§ Data excerpts
[start]

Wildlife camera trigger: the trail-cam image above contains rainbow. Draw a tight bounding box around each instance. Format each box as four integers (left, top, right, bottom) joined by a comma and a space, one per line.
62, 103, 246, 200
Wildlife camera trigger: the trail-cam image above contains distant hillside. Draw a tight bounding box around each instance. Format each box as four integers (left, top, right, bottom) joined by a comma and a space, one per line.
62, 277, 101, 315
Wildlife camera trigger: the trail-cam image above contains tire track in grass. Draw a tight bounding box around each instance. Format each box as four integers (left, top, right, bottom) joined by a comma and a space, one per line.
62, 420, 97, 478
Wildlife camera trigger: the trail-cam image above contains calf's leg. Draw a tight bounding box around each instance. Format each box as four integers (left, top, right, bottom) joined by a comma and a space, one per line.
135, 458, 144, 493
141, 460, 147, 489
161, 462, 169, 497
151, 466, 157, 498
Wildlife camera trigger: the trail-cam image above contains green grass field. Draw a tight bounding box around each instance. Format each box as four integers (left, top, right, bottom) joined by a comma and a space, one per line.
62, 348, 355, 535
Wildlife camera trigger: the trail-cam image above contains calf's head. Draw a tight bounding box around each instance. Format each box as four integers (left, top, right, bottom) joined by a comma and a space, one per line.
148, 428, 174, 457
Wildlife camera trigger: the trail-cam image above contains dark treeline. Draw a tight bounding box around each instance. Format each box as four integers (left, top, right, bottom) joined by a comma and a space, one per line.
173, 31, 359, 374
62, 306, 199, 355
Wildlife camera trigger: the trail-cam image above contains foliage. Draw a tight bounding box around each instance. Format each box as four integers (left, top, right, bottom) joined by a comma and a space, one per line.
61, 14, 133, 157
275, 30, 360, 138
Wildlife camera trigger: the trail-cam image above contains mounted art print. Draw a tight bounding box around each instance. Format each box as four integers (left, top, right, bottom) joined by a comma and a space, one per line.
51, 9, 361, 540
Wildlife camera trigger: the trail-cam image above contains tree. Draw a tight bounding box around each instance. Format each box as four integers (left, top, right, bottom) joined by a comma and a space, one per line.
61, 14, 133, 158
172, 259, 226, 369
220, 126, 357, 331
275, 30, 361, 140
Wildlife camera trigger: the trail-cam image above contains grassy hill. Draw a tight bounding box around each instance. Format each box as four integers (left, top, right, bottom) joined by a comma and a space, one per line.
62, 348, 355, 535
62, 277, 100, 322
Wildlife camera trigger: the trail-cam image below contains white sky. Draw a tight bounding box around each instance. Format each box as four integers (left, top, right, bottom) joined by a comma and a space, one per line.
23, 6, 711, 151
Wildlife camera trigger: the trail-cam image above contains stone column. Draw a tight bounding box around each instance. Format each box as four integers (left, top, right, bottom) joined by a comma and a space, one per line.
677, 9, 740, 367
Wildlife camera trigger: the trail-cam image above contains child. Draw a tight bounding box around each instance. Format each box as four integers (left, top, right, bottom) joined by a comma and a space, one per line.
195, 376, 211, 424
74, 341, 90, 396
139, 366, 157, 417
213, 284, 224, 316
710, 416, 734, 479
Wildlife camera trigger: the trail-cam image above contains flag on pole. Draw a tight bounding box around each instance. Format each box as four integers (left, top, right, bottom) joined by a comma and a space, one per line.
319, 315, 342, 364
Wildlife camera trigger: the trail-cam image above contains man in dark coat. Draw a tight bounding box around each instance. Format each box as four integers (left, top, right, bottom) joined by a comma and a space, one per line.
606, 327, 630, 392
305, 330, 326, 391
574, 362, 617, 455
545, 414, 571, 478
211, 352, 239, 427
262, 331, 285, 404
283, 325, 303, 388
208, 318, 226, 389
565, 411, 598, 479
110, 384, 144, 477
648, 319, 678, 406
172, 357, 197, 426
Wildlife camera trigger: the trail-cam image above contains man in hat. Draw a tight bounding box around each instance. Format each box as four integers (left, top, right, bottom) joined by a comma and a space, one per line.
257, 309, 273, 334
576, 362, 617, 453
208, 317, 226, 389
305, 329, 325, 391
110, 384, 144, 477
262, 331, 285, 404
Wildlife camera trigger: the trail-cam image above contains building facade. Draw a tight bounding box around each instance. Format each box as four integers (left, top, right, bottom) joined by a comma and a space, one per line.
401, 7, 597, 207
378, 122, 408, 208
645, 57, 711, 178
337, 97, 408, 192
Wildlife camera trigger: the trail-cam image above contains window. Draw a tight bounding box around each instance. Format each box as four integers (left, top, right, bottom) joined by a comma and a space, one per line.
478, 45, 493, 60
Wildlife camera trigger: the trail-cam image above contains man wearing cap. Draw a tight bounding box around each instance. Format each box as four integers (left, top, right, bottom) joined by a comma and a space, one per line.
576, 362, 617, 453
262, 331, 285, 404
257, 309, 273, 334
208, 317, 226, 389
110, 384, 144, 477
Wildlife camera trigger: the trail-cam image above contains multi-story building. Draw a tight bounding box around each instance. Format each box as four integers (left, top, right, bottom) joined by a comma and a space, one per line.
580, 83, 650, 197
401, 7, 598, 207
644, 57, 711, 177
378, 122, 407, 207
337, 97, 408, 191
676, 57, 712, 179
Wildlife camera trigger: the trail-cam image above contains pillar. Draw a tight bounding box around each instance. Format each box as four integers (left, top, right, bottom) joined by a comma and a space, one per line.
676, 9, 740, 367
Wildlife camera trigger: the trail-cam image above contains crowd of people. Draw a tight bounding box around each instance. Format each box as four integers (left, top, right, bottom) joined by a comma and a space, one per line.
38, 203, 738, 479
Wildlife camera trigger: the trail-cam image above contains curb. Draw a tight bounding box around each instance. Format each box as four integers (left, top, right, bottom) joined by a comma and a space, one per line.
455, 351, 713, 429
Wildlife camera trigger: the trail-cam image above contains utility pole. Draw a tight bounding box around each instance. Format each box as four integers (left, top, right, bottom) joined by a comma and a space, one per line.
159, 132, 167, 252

[end]
[start]

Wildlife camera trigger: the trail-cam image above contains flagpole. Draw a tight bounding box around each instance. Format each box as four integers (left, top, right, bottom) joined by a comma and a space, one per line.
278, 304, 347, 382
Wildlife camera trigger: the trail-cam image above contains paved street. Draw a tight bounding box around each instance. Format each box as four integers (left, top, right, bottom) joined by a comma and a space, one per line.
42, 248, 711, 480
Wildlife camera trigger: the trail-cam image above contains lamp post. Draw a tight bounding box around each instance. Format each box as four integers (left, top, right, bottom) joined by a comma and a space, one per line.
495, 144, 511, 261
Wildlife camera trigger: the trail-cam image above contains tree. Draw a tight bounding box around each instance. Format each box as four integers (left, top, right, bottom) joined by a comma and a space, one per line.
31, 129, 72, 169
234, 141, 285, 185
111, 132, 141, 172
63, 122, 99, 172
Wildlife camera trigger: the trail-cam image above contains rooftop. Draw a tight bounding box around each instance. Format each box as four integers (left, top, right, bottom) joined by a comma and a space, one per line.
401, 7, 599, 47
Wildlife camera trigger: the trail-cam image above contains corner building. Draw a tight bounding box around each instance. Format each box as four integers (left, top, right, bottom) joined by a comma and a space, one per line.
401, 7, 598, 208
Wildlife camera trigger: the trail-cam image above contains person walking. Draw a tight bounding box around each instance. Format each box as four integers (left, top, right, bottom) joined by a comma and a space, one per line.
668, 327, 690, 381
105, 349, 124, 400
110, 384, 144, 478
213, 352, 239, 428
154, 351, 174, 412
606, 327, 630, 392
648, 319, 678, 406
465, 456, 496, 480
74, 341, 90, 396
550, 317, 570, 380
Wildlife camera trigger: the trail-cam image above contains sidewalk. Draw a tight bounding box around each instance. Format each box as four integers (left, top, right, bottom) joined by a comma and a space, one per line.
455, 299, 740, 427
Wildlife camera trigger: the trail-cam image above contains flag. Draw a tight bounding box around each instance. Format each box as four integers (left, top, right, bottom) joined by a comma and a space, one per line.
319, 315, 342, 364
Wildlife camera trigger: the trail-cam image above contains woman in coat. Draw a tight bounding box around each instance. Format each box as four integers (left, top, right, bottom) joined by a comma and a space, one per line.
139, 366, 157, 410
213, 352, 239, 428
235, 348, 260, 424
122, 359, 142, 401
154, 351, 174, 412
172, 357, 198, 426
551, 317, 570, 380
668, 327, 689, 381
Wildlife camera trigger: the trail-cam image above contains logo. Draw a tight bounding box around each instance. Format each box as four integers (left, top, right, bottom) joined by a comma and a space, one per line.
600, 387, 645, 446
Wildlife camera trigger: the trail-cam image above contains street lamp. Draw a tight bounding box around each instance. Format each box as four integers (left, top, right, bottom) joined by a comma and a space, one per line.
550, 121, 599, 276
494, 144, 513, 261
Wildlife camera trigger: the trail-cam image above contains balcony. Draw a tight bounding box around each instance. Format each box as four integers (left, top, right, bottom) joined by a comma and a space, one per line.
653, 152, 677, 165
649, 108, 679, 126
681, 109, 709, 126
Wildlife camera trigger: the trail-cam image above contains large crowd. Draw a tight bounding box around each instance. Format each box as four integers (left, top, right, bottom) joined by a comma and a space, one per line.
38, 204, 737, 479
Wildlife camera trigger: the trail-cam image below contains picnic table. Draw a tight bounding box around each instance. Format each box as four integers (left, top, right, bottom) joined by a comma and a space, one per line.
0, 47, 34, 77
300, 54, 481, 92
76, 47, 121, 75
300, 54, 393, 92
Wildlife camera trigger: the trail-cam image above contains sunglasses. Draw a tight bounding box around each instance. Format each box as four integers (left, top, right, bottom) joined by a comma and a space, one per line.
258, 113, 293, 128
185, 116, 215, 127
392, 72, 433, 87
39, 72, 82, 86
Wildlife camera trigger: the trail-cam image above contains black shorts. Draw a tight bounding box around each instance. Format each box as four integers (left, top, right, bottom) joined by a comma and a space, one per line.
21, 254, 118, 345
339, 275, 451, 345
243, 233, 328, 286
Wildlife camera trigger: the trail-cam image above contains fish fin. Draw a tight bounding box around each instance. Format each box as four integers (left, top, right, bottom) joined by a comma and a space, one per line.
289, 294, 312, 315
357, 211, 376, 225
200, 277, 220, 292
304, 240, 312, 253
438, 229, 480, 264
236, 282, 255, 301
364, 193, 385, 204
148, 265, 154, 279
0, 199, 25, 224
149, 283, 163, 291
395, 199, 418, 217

[end]

§ Work to be completed
Rescale the records from the line containing "above contains sidewalk." through the line containing "681, 109, 709, 126". Rewrite every line in that stretch, keeping the wording lines unchanged, and multiply each bounding-box coordinate by 2.3, rounding to the nearest whole number with halves rounded up.

§ The result
Wildlife camera trigger: the trail-cam image above contains sidewalk. Draw a tight bounding box around each instance. Format each box as four integers (left, top, right, bottom) joined by a comma and a space, one per line.
1047, 688, 1702, 982
Wildlife camera trigger: the trail-cam image above contains flag. Draw a tight bounding box around each instance. Format each box as four integers (left, top, right, bottom) joined by a comma and a space, one per line.
734, 725, 787, 837
Wildlife camera trigger: the trail-cam image above contains woman in coat. Draw a tight bounding box around each instance. Format each box as four integers (left, top, right, bottom) joined by a comma and a space, one per line.
320, 842, 361, 943
490, 810, 550, 984
541, 800, 598, 975
281, 826, 327, 922
354, 807, 400, 948
396, 821, 455, 980
1267, 729, 1311, 874
1536, 752, 1585, 876
Wildlife camera trigger: the trail-cam image above contains logo. Draw a tight bounding box around each instance. Format each box as four integers (left, top, right, bottom) joined by a comma and a space, one per line.
1380, 890, 1484, 1026
Wildlife camera trigger: the trail-cam image above contains street lamp. Draw a tight bounding box around each instance. Format each box as four integers (left, top, right, bottom) joined by a comma and a space, one per line.
1265, 278, 1378, 635
1136, 331, 1180, 600
Wildlife camera trigger: the trail-cam image above contains balcony. Draw a tight bounding box around each instance. Format each box as four integers (left, top, right, bottom) joined by a comma and a space, one per line.
1502, 350, 1557, 380
1493, 248, 1562, 290
1566, 251, 1631, 290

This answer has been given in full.